──────── Extrahierter Text

Lasso komponierte diesen Werkzyklus zwischen 1556 und 1559, in einem für ihn entscheidenden Lebensabschnitt. 1556 fanden die vorausgehenden unruhigen Wanderjahre des noch jungen Komponisten zwischen Nordeuropa und Italien ein Ende: Lasso liess sich am Münchner Hof anstellen, wo er dann schliesslich sein ganzes weiteres Leben bleiben sollte – trotz lukrativen Angeboten des französischen Königs. Die Prophetiae Sibyllarum wurden nicht gedruckt, sondern in einer mit Miniaturen verzierten Handschrift als Geschenk dem neuen Arbeitgeber Herzog Albrecht überreicht. (Als sie nach Lassos Tod dann doch im Druck erschienen, enthielt dieser bezeichnenderweise auch die Lectiones sacrae auf Texte aus dem Buch des Propheten Hiob.)

────────────────
──────── Verfügbare Daten

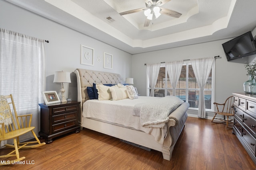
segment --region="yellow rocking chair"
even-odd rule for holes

────────────────

- Arbeitsaufträge -
(1) Fasse im Text über die Prophetiae Sibyllarum den Absatz, der mit „Lasso komponierte diesen Werkzyklus“ beginnt, als kurze Stichpunktliste zusammen. Alle wesentlichen Fakten müssen erhalten bleiben.
(2) Beantworte die folgenden Fragen zum Text über die Prophetiae Sibyllarum jeweils in einem Satz:
(a) In welchem Zeitraum komponierte Lasso den Werkzyklus?
(b) Wem wurde die Handschrift als Geschenk überreicht?
(c) Welche weiteren Werke enthielt der Druck, der nach Lassos Tod erschien?
Verwende nur den Text über die Prophetiae Sibyllarum und nicht die Daten.

- Ergebnisse -
(1)
- Lasso komponierte den Werkzyklus zwischen 1556 und 1559.
- 1556 endeten seine unruhigen Wanderjahre zwischen Nordeuropa und Italien, und er trat eine Stelle am Münchner Hof an.
- Dort blieb er sein ganzes weiteres Leben, obwohl der französische König ihm lukrative Angebote machte.
- Die Prophetiae Sibyllarum wurden nicht gedruckt. Lasso überreichte sie seinem neuen Arbeitgeber Herzog Albrecht als Geschenk in einer mit Miniaturen verzierten Handschrift.
- Erst nach Lassos Tod erschienen sie im Druck, und zwar zusammen mit den Lectiones sacrae auf Texte aus dem Buch des Propheten Hiob.

(2)
(a) Lasso komponierte den Werkzyklus zwischen 1556 und 1559.
(b) Die Handschrift wurde Herzog Albrecht überreicht, Lassos neuem Arbeitgeber.
(c) Der Druck enthielt auch die Lectiones sacrae auf Texte aus dem Buch des Propheten Hiob.